(Exercise directions)
Please return every line in the following data that includes the string "cartoon".

(Data extracts)
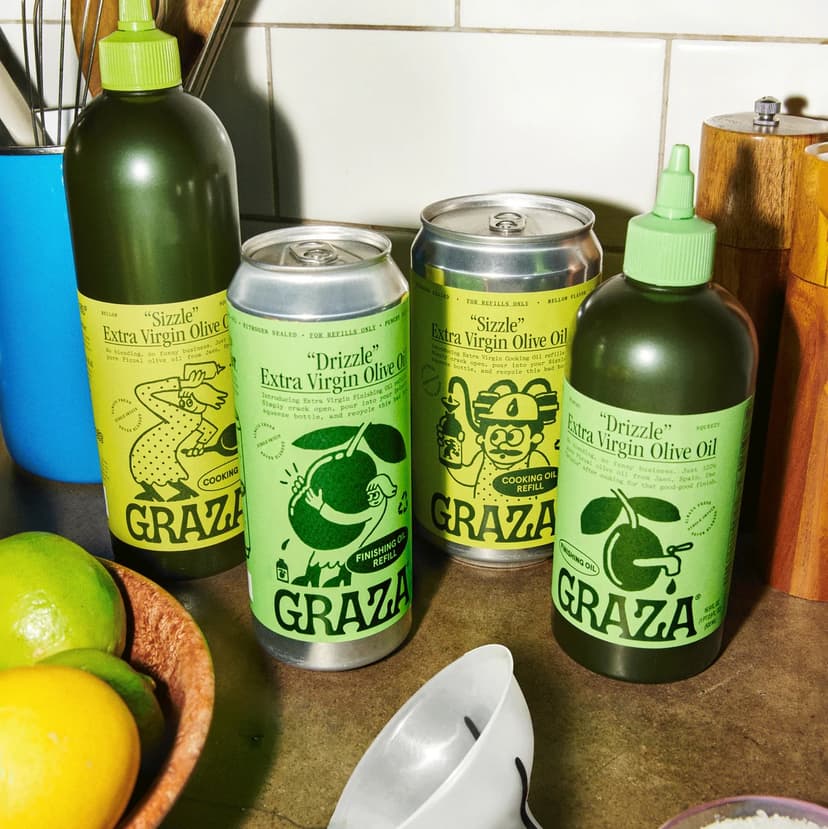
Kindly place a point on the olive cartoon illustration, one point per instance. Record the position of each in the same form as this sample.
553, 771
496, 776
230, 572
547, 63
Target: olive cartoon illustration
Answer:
633, 553
340, 501
507, 425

(Reply)
Kindly place a point on the olive cartoon illustration, one point per instance. Record the position of each in the same form as this sample.
Target: olive cartoon illustration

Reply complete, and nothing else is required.